[Start Information supplied]
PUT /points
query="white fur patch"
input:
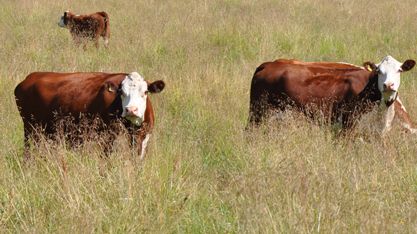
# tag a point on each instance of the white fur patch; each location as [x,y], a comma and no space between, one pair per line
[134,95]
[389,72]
[End Information supplied]
Exercise prompt. Change every "fur" in the items to "hair" and write the lines out again with nothing else altered. Leave the picture out.

Result of the task.
PUT /points
query="white hair patch"
input:
# tag a point on each instance of the white hair patch; each location as [x,y], a comma and no space between, one pair per line
[134,95]
[389,72]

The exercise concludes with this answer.